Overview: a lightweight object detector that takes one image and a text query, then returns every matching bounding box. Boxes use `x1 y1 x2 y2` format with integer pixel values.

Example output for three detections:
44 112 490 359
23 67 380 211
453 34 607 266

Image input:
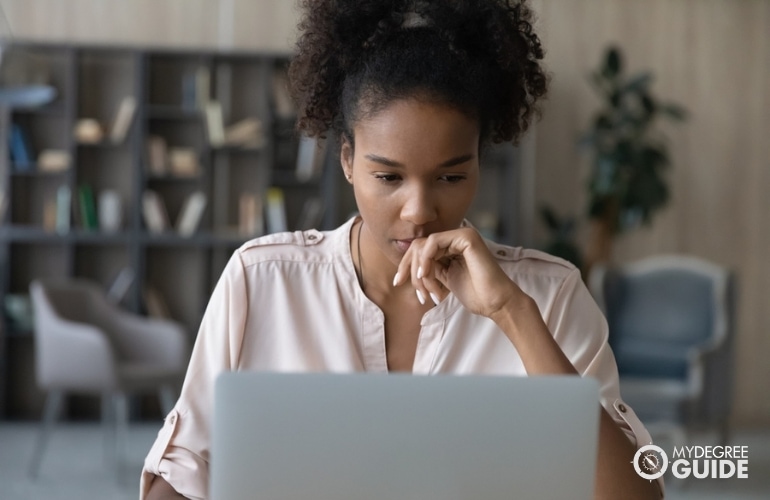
# # # # #
* **WORK TO COMPLETE**: Pull out the lines above word for word, and leave the picture out of your answer.

* **TASK RESULT**:
Overview: a lightweight object detector that takes one image and a text query, then returns every matching bounding box. Boxes use `x1 y1 x2 y2` format with integer pixel values.

Example output for three detections:
44 112 490 359
23 67 380 211
453 34 607 266

Image input:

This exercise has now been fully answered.